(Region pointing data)
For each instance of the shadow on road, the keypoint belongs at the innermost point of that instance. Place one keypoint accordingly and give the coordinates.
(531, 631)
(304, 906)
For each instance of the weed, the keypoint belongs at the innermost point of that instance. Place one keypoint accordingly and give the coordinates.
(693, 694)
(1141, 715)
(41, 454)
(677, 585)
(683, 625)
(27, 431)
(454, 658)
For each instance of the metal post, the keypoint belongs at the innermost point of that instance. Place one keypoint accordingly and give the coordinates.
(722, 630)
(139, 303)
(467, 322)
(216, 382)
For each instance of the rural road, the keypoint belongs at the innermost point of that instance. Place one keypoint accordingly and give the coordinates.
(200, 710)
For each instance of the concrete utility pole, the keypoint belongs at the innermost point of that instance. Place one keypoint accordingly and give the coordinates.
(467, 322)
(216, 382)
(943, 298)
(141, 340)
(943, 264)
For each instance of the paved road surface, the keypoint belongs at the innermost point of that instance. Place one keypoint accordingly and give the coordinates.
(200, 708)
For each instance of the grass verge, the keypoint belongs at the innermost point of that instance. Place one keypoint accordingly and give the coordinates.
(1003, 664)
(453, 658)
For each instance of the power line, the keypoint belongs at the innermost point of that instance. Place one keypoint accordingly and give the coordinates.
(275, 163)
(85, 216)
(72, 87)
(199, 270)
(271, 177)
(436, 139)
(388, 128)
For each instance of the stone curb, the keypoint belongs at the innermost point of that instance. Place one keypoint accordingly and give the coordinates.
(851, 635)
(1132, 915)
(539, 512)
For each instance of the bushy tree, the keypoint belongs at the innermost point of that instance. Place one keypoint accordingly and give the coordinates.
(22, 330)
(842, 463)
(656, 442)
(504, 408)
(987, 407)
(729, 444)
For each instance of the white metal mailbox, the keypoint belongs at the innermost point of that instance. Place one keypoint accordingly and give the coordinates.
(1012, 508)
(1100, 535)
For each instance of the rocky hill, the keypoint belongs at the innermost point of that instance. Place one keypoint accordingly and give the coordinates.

[Task details]
Word for word, return the lines from the one holding "For each instance of the bushy" through the end of the entries above.

[Exercise response]
For each instance of the bushy tree, the keypoint belongs at the innermost point of that instance. Place one keypoint accordingly and give the coordinates.
(22, 330)
(842, 463)
(656, 442)
(504, 408)
(987, 407)
(729, 444)
For each instance of the white metal mailbox, the keypoint belongs at the innermost point of that instance. Place one keypoint accordingly and give the coordinates.
(1012, 508)
(1100, 535)
For each instance of the rocky hill, the keypoint belongs at the innermost point of that instance. Place one keypoint accordingly and give the coordinates.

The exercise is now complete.